» What is being asked
Copy out exactly each line from the line with "Note: in this drill we tag each instance of the long" through the last line of the material below.

>> START Entries

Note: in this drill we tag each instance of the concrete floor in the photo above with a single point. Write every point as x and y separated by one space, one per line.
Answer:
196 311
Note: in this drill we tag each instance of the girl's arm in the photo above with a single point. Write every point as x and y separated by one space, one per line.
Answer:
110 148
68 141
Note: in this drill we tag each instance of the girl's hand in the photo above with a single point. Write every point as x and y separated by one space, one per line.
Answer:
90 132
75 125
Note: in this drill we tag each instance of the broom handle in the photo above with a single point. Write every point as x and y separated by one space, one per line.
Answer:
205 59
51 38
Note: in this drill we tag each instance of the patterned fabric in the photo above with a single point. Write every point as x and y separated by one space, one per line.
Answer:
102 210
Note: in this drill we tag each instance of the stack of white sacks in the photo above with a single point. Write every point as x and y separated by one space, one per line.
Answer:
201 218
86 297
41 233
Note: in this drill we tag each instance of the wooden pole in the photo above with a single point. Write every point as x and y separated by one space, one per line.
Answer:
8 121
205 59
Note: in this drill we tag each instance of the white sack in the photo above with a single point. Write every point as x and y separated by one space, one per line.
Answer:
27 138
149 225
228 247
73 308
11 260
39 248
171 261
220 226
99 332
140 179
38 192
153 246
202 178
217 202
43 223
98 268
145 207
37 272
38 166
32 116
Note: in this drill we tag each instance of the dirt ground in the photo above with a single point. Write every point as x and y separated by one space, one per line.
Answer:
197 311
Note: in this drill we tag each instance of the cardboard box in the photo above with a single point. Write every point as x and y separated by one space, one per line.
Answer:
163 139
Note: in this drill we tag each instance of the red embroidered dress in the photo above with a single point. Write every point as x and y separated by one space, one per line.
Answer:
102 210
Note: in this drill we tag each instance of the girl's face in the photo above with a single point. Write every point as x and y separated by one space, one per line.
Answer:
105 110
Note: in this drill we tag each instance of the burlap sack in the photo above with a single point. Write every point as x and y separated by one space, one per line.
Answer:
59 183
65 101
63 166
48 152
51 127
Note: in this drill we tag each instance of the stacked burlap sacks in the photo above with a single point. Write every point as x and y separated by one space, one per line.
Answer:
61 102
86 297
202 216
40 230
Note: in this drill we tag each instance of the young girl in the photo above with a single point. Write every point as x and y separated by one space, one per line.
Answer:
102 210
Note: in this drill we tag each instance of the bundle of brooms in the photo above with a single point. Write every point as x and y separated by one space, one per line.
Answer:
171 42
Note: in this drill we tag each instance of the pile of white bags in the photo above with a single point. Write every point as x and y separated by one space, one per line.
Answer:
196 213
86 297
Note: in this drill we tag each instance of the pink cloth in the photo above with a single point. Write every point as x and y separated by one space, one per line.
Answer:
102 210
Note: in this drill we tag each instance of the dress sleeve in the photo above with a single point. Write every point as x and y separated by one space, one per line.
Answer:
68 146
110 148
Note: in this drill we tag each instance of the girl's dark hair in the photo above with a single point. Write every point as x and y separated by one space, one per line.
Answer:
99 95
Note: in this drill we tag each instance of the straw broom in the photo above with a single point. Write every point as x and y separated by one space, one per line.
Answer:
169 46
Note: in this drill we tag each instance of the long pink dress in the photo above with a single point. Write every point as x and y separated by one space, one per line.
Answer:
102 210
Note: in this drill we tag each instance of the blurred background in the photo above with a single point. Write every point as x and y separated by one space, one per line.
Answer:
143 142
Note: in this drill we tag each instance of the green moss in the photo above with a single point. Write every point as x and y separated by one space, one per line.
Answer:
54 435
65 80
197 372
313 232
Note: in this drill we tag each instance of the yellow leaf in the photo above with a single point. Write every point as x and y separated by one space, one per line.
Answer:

>> END Entries

» Solved exercise
Note: in this drill we tag each instance of the long pink dress in the photo above with a single point. Write every point as x and y separated by one space, one per line.
Answer:
102 210
Note: in this drill we tag each instance of the blurred background in the photo above with a single point. Write every point as x and y separated by one space, one per line.
Answer:
143 142
Note: in this drill we tag each instance of the green moss in the photo above with a single point. Write every point as x and y separated by one space, one per line.
Answer:
54 435
65 80
197 372
313 232
Note: in this drill we tag each instance of the yellow leaf in the photo above with a single point. Write every point as x and y separated by one space, one per line.
Answer:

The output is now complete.